- **GIVEN PROBLEM**
Reproduce the material below, replacing every "scouting log" with "survey record" and leaving everything else unchanged.

-- Start --

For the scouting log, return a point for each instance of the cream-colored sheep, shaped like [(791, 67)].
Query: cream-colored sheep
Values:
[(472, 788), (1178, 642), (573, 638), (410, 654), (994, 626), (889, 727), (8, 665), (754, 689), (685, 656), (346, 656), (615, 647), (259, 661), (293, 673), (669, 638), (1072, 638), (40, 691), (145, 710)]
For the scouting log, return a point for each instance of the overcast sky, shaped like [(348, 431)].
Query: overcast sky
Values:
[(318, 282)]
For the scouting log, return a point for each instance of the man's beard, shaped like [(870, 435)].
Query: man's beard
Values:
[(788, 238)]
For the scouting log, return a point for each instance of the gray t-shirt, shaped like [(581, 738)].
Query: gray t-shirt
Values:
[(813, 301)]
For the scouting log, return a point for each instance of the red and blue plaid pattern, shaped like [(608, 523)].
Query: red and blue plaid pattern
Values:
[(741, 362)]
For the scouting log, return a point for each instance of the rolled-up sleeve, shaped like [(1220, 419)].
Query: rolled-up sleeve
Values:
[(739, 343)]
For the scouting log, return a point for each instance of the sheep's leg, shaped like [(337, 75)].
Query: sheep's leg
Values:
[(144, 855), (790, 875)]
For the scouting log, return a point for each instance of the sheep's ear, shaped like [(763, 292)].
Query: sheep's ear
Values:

-- End --

- **FULL RESPONSE**
For the survey record, return a point for each instance of the cream-colored sheep, shaped like [(791, 67)].
Query: cream-colored sheep
Values:
[(472, 788), (1178, 642), (573, 638), (410, 654), (994, 626), (889, 727), (8, 665), (754, 689), (685, 656), (346, 656), (615, 647), (259, 661), (293, 673), (669, 638), (1072, 638), (40, 691), (145, 710)]
For the survey record, return a point for each instance of the overcast sky, shaped like [(348, 431)].
Query: overcast sky
Values:
[(318, 282)]
For the survey record, return a point for each instance of the man's beard, shaped like [(870, 435)].
Query: man's beard
Values:
[(788, 238)]
For the survey record, return a point for each instance of the gray t-shirt, shaped like [(581, 738)].
Query: gray t-shirt
Values:
[(813, 301)]
For the survey record, return a point for each instance of the red and blue plaid pattern, shaped like [(608, 523)].
Query: red and blue plaid pattern
Values:
[(741, 362)]
For the survey record, return a point for each instance of the rolled-up sleeve, shaped like [(1220, 419)].
Query: rolled-up sleeve
Values:
[(739, 343)]
For the survey record, return a point for each instance of the sheep's leg, shaped like [(337, 75)].
Query: sheep's leg
Values:
[(144, 855), (790, 875)]
For the survey record, return a point for each instance of the sheep's ear, shaped like [(763, 292)].
Query: sheep's ear
Values:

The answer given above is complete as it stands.